* [PROBLEM]: Continue the article about the Yale study of infant eye movements and early autism detection, starting right after its final paragraph.

* [SOURCE TEXT]:

....

Yale researchers may have found a new way to detect autism in infants as young as six months old.
After tracking eye movements of six-month-old infants presented with three different types of faces, the investigators discovered that the young children with autistic siblings — who are roughly ten times more likely to develop autism themselves — paid less attention to key facial features than low-risk infants did, but only when the face shown was speaking. While further research is needed to determine the causes of the particular looking patterns, the finding may help doctors diagnose autism before symptoms appear at around two years of age, said Katarzyna Chawarska GRD ’00, a professor in the Child Study Center and study co-author.
In the study, which was published in the February issue of the journal Biological Psychiatry, infants were shown a static picture of a woman, a video of a woman smiling and a video of a woman smiling while speaking a nursery rhyme. The study’s first discovery — that high-risk infants paid less attention to faces in general than low-risk infants — was not a surprise, as previous research has demonstrated that autistic individuals spend less time looking at faces and social cues, said Frederick Shic, a professor in the Child Study Center and study lead author. What was surprising, he said, was the second discovery that infants who later developed ASD turned away from the inner-face features of speaking faces only. These infants focused instead on outer features, which may be indicative of their risk for developing ASD, Shic said.
“The inner areas of the face contain important facts about a person’s identity, emotions and cognitive state,” he said. “These six-month-old infants, if not looking at these inner areas, aren’t looking at these critically important areas of the face.”

....

* [DATA SUPPLIED]:
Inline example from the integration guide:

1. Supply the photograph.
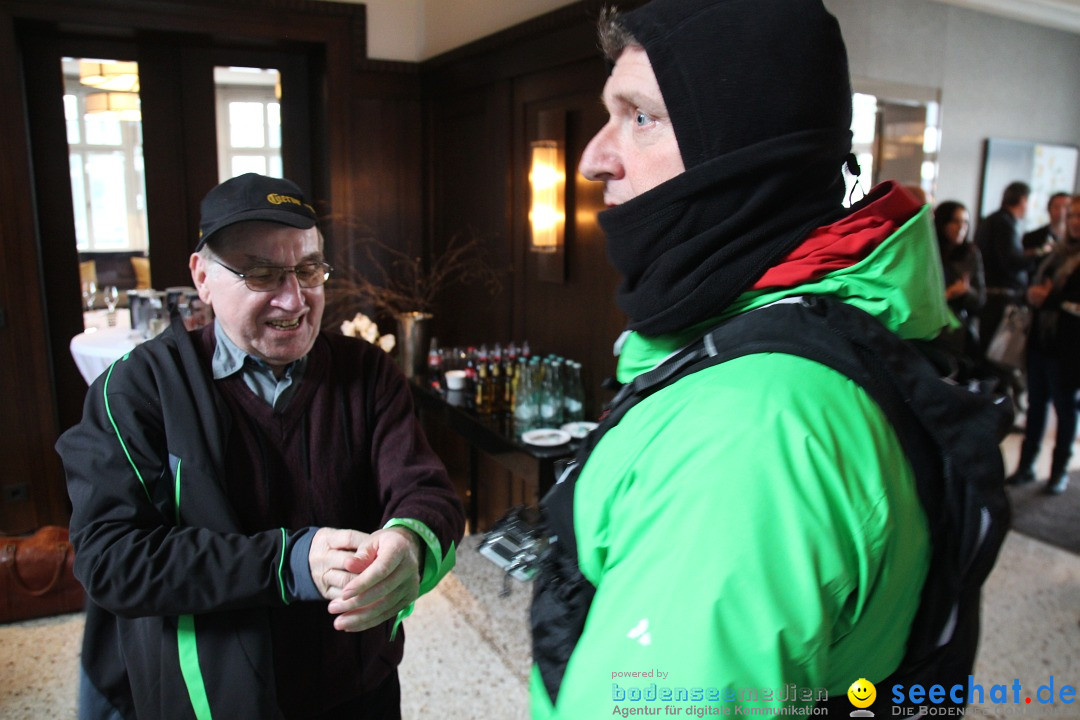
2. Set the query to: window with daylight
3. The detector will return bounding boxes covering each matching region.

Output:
[62,57,147,253]
[214,67,282,181]
[845,78,941,204]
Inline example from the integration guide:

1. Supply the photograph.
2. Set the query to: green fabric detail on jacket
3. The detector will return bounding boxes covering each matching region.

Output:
[382,517,457,640]
[102,355,152,502]
[175,459,184,528]
[176,615,214,720]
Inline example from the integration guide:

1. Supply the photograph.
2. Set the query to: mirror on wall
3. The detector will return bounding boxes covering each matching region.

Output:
[214,67,283,181]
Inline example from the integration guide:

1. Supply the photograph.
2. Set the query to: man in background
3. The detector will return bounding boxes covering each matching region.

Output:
[1021,192,1069,279]
[57,174,464,720]
[1009,195,1080,495]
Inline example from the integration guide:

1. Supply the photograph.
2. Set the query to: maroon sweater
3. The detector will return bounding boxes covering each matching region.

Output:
[192,326,464,718]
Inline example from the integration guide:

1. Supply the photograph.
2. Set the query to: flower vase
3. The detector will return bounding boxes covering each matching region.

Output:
[394,312,434,380]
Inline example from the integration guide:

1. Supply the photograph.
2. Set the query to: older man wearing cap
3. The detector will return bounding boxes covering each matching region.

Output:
[57,174,464,720]
[532,0,1002,720]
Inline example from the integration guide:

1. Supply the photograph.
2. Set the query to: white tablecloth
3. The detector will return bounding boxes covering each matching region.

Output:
[70,310,143,384]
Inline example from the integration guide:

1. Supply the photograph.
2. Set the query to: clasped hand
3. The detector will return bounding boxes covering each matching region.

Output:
[308,527,420,633]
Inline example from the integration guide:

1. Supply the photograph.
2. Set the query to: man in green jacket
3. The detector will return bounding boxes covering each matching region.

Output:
[532,0,949,720]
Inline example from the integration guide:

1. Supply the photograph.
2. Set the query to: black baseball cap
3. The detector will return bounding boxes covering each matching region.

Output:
[195,173,316,253]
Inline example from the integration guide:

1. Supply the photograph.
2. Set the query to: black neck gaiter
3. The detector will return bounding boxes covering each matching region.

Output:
[598,131,849,336]
[598,0,851,336]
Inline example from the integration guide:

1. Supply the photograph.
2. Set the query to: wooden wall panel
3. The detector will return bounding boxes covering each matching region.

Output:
[0,10,68,533]
[424,7,625,415]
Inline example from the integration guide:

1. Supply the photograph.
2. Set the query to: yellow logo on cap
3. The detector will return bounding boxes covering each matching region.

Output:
[267,192,303,205]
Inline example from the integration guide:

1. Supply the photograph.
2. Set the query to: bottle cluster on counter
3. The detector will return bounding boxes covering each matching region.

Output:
[428,340,585,432]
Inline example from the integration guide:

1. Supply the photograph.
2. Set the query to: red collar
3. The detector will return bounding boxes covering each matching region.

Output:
[752,180,921,290]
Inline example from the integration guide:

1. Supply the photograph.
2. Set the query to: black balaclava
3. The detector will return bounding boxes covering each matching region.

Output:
[598,0,851,336]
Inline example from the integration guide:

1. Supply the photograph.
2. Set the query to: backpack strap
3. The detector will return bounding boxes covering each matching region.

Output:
[531,296,1012,703]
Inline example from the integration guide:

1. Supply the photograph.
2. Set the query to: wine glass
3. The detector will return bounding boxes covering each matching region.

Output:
[82,280,97,312]
[102,285,120,325]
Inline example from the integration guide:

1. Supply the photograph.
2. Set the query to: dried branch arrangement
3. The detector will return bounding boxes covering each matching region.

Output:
[326,235,502,325]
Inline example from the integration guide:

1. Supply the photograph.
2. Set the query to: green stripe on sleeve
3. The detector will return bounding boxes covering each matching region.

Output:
[176,615,214,720]
[102,355,152,502]
[176,458,184,528]
[278,528,288,604]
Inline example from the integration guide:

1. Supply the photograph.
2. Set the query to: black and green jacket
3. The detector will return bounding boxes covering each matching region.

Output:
[57,323,463,720]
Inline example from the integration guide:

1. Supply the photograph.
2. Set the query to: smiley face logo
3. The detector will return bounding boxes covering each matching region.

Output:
[848,678,877,708]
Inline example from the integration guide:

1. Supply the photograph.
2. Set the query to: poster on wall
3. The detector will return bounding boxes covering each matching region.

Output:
[978,138,1080,230]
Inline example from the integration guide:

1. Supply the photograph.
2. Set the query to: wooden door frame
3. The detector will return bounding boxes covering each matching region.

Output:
[0,0,366,531]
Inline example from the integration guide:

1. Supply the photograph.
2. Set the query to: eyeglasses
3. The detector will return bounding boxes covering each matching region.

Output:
[214,258,334,293]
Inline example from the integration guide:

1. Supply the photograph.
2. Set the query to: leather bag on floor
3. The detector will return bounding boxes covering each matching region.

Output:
[0,526,85,623]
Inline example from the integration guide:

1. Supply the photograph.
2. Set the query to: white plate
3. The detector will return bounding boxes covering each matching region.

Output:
[522,427,570,447]
[563,421,596,440]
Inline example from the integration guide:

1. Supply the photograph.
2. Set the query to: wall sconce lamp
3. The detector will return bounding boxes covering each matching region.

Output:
[527,107,573,285]
[79,60,138,93]
[529,140,566,253]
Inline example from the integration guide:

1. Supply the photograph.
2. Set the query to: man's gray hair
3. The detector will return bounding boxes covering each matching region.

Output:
[596,5,642,63]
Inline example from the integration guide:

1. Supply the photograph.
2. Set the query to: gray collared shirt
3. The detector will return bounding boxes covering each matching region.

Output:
[211,321,308,411]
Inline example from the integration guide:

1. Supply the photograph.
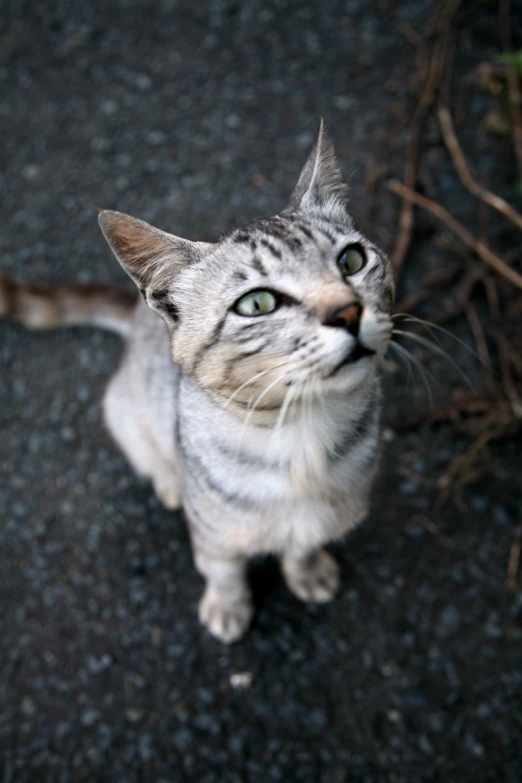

....

* [RESULT OF THE EXERCISE]:
The challenge now is for researchers to determine why speech was the only condition that increased high-risk infants’ attention to outer features. There are two possible explanations, Shic said: first, that the woman’s speech was causing the infants to not want to look at the inner features, or secondly, that the speech was causing infants to become confused about where to place their attention.
Of the two, Shic said that the second is more likely. High-risk infants might suffer from a sort of “attentional confusion,” he said, as children with autism do not always seem to be able to process simultaneous speech and visual tasks as efficiently as normally developing children.
While these findings look promising for helping to diagnose autism, Shic said, the study must be replicated with a larger sample size before the clinical advances become apparent. At 122 infants, the sample size for this experiment was small, and the technology utilized to track infants’ attention may not be feasible for widespread use, said Suzanne Macari, a research scientist at the Yale Child Study Center and study co-author.
“We’ve been finding these atypicalities using very sensitive eye-tracking instruments,” Macari said. “Even really great clinicians are not able to pick up these differences when interacting with infants. So in terms of reaching application, I’m not sure if we’re there yet.”
About one in 88 children are affected by ASD, according to the Centers for Disease Control and Prevention.